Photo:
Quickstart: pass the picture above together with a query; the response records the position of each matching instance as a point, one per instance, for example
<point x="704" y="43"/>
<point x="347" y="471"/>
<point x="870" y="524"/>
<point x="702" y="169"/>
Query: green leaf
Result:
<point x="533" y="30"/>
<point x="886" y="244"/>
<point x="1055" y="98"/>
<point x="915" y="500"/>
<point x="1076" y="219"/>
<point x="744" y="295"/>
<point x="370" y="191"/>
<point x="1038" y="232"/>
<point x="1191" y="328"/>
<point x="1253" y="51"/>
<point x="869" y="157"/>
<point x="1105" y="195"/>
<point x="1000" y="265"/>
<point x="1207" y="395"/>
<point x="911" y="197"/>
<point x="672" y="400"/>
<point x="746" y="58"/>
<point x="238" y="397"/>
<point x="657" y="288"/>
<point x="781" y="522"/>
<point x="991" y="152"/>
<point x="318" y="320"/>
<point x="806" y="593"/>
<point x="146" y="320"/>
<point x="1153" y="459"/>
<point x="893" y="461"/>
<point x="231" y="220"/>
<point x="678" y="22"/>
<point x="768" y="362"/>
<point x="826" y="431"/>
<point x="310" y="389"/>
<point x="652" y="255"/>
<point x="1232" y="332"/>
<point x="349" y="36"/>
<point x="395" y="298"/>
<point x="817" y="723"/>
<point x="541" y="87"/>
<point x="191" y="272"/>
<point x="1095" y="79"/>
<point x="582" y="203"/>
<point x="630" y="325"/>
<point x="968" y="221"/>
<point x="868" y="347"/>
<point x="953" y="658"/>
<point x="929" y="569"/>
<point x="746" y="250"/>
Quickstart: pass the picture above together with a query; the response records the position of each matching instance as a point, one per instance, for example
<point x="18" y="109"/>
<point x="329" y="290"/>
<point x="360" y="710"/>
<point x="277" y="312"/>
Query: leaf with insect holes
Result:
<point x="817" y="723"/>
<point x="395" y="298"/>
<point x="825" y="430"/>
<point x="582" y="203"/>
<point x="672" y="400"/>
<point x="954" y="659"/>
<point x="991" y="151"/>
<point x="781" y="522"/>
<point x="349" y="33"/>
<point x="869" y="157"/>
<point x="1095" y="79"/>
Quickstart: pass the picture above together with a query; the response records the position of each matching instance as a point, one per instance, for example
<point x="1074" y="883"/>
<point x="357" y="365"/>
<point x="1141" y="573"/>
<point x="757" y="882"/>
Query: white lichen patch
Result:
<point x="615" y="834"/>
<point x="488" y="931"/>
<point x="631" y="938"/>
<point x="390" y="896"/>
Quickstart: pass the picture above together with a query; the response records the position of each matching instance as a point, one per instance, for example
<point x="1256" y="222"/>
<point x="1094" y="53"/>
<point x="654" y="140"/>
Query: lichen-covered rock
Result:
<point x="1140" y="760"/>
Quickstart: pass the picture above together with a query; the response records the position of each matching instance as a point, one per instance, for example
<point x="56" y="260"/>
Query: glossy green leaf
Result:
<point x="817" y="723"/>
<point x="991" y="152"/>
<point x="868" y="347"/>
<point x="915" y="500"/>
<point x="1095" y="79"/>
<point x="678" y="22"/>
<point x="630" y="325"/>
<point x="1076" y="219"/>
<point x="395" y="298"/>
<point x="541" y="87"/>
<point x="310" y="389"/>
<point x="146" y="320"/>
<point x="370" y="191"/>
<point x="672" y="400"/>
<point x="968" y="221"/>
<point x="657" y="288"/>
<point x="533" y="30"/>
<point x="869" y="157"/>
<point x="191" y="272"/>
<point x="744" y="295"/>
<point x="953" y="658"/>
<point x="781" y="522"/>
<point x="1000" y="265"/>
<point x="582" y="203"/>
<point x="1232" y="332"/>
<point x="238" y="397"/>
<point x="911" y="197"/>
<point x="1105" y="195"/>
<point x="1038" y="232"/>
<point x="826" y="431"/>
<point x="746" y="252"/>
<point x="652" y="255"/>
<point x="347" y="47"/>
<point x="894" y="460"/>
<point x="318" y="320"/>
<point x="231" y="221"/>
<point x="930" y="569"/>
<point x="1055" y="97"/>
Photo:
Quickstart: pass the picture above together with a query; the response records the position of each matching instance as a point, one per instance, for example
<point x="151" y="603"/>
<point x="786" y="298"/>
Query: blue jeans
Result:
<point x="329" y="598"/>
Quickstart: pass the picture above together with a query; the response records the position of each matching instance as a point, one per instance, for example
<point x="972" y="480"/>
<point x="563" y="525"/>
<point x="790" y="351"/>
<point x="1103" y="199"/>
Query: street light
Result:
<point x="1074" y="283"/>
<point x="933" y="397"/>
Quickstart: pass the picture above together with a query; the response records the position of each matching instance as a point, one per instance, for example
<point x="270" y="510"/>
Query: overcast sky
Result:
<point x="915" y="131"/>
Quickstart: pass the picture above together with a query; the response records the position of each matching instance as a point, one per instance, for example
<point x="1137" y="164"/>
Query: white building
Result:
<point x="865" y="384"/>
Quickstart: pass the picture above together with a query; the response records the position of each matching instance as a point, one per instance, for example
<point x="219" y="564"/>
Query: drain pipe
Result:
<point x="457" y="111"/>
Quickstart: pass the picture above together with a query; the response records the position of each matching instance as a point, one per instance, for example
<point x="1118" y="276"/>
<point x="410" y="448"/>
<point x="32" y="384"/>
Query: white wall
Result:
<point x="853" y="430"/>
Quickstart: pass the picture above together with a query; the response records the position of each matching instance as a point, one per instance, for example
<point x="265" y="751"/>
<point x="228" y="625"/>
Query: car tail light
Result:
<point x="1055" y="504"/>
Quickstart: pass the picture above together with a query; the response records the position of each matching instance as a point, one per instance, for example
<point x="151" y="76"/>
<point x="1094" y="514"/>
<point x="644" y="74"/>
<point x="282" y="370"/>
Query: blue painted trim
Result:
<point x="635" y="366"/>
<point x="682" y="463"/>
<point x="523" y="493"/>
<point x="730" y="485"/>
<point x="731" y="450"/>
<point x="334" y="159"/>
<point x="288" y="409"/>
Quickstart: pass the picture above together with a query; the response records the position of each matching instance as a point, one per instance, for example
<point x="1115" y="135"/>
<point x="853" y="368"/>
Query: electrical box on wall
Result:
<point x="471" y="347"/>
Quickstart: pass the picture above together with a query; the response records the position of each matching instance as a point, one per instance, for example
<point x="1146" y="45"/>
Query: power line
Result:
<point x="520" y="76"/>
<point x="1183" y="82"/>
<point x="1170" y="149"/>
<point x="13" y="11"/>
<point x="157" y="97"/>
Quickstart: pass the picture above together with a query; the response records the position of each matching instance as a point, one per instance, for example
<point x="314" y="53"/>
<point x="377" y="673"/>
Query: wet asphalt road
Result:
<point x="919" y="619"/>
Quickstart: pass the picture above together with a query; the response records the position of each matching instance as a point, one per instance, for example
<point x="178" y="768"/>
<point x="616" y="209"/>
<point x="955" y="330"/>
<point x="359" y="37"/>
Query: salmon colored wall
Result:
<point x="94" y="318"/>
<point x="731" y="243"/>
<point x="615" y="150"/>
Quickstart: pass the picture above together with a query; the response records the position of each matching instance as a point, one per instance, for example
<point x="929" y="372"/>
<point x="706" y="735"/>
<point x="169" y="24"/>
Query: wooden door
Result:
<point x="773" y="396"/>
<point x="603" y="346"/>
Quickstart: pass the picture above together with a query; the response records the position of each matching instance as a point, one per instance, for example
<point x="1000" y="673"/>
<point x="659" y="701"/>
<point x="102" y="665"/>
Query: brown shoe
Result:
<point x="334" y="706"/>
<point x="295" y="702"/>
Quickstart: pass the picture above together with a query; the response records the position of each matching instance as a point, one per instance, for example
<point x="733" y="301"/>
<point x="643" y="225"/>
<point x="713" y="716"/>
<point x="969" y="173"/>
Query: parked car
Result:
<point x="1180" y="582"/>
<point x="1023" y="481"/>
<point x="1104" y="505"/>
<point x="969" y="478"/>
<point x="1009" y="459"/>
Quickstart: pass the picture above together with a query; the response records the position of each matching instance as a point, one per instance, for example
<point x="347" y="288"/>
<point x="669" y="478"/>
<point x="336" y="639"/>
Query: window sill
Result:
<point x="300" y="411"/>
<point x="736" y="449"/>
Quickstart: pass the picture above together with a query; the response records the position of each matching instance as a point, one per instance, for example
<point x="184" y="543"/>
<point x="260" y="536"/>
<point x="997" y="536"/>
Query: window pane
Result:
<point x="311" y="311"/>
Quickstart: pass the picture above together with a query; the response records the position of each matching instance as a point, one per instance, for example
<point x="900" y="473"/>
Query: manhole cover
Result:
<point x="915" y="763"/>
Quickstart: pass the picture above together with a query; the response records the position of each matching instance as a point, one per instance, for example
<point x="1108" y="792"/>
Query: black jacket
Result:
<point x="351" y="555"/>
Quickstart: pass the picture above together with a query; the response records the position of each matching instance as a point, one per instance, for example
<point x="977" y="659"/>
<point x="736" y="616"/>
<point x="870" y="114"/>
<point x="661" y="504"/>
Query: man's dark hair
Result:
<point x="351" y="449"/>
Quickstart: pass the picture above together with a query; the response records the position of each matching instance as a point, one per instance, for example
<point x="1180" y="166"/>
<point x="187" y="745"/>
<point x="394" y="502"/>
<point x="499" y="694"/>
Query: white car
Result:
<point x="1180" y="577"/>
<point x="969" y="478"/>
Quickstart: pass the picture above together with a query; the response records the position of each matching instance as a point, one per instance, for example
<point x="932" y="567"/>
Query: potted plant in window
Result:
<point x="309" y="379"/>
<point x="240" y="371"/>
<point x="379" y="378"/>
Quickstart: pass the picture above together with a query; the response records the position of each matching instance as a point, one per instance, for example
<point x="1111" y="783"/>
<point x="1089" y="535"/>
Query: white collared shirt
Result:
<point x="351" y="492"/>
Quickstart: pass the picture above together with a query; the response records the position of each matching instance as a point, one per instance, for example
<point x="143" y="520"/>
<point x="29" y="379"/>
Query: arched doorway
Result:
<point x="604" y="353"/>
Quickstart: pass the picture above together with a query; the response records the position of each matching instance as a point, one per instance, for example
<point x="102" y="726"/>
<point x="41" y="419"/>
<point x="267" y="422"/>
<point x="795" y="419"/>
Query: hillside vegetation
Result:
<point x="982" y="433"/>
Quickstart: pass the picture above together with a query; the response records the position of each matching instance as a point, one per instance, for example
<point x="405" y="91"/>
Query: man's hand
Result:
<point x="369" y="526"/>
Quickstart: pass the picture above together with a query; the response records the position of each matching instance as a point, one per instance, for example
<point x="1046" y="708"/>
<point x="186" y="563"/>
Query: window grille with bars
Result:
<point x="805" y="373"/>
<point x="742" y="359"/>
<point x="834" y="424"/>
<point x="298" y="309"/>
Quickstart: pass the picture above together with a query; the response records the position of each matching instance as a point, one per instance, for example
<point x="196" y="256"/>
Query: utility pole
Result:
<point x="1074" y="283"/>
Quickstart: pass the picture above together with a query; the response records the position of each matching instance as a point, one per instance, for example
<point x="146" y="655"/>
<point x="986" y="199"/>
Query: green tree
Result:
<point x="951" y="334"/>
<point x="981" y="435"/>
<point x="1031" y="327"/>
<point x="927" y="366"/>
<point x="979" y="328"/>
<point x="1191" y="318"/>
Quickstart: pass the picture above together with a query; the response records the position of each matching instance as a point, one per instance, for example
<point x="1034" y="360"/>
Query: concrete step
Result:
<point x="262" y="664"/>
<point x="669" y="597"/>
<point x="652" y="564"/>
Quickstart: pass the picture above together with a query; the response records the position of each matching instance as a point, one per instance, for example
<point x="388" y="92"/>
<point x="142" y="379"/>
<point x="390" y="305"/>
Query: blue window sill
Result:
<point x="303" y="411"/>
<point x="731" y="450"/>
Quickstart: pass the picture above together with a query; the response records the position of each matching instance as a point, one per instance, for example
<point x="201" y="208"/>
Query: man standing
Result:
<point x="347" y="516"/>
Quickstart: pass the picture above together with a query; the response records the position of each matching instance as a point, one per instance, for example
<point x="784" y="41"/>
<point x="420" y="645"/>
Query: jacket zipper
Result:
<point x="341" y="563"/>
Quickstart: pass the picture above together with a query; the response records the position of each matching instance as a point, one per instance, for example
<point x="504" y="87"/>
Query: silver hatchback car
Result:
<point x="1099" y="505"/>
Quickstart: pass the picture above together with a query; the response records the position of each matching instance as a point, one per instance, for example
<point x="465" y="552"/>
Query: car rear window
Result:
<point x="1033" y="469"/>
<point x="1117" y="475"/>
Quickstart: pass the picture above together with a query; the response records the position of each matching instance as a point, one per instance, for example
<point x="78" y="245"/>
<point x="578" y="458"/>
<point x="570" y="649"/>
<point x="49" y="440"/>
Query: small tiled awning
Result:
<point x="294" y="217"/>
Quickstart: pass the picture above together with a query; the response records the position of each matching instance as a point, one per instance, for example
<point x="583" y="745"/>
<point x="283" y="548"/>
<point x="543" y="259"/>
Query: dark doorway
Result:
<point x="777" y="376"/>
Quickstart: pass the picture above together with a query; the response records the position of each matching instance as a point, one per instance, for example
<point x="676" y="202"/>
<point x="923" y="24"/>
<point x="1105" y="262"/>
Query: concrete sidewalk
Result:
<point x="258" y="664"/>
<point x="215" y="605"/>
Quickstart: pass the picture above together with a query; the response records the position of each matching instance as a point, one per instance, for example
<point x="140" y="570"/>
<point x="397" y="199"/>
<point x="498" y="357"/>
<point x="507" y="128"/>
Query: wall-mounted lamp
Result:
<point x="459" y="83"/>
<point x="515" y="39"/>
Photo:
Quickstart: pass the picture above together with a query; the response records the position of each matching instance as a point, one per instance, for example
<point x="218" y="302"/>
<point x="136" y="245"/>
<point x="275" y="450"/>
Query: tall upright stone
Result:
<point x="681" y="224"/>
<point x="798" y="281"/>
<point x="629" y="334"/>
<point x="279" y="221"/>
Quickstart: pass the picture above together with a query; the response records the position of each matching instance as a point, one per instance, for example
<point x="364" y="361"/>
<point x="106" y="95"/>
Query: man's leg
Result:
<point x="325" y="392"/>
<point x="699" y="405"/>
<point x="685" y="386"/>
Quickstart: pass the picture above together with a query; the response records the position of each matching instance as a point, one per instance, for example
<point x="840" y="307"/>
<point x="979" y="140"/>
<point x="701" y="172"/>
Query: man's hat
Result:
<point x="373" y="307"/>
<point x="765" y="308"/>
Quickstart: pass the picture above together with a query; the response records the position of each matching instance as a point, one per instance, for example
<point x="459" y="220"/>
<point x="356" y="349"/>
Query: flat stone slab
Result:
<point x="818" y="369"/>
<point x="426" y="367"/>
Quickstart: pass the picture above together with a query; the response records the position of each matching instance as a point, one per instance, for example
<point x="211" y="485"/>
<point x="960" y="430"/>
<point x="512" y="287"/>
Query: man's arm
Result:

----

> What is required:
Gather each line in the listing that contains the string "concrete" and copy those lines in full.

> Output of the task:
Query: concrete step
Query: concrete sidewalk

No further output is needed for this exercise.